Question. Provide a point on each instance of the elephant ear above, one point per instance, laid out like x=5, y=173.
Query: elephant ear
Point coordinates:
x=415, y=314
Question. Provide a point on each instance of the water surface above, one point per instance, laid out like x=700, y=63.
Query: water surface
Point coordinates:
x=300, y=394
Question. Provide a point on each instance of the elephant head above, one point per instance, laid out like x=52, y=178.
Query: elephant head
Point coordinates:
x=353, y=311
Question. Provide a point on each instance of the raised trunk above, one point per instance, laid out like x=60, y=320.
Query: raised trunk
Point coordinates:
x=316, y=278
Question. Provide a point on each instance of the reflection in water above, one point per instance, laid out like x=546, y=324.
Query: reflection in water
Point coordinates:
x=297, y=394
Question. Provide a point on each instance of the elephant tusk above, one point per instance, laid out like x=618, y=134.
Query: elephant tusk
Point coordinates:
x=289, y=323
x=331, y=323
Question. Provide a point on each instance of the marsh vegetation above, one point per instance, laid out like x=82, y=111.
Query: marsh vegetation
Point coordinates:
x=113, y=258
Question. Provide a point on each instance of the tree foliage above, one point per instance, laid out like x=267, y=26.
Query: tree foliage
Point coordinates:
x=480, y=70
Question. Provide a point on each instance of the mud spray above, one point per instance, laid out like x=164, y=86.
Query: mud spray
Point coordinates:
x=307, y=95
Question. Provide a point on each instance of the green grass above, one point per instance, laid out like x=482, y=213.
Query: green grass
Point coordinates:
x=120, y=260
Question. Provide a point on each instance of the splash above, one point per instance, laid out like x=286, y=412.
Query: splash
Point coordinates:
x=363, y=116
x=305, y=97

--

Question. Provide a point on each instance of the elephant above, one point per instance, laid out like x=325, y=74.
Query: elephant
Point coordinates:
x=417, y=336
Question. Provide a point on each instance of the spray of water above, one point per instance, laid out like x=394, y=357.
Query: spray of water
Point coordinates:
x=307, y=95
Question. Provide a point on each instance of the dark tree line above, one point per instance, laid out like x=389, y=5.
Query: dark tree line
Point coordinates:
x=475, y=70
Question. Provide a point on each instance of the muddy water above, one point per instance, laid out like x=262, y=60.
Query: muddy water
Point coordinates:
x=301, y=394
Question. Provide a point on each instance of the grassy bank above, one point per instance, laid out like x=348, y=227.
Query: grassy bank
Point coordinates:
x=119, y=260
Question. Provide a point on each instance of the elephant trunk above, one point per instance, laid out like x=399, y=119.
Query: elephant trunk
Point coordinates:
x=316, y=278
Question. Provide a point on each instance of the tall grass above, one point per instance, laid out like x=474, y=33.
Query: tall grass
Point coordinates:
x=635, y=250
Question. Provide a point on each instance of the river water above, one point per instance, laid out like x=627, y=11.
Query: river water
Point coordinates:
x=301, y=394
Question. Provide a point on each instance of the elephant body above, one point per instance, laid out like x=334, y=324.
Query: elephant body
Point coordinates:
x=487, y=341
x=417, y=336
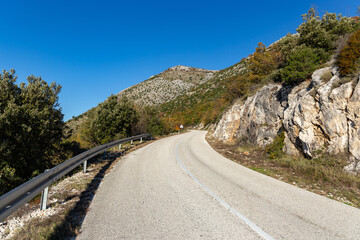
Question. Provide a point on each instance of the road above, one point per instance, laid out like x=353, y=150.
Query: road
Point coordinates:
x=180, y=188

--

# RESUMO DA TAREFA
Escreva de novo, sem mudar nada, as linhas acima que vão da que contém "Question. Provide a point on each instance of the elephant ear" até a que contém "x=305, y=97", incluindo essas duas.

# SOLUÇÃO DO PROBLEMA
Question. Provide a point on each instance of the elephant ear above, one point per instance, laid out like x=5, y=173.
Query: elephant ear
Point coordinates:
x=415, y=314
Question. Provide a point on each instance of the water surface above, one point per instance, laid out like x=700, y=63.
Query: water surface
Point coordinates:
x=300, y=394
Question. Provide a point on each instance of the elephant head above, one point per instance, laid out like x=52, y=178.
Query: elephant head
Point coordinates:
x=353, y=311
Question. Provide a point on each instance of the raised trunk above, one point per instance, laid out like x=60, y=320.
Query: raised trunk
Point coordinates:
x=316, y=278
Question. Provide a point on each instance of the reflection in water above, one point per instance, laid out like x=546, y=324.
Query: reflection in water
Point coordinates:
x=297, y=394
Question. Provide a point on each instance of the elephant tusk above, one point per instance, laid out like x=618, y=134.
Query: elephant tusk
Point coordinates:
x=289, y=323
x=331, y=323
Question. Provide a point on each instance of the marsh vegetation above, one point per instance, laid out like x=82, y=111.
Query: marsh vegetation
Point coordinates:
x=113, y=258
Question. Provide a point on each instance of the tree foliage above, one point per instance, laid out like x=267, y=26.
Query: tree foliage
Point coordinates:
x=480, y=70
Question. Provide a point on each instance of the mud spray above, one point per instance, laid out like x=164, y=86.
Query: mud spray
Point coordinates:
x=307, y=95
Question. Provide a point on each instance of the green grass above, one point per instance, laid out like x=482, y=213.
Query: green grass
Point coordinates:
x=120, y=260
Question. Provide a point on each instance of the splash above, one point per instance, laid out like x=286, y=412.
Query: splash
Point coordinates:
x=363, y=116
x=305, y=97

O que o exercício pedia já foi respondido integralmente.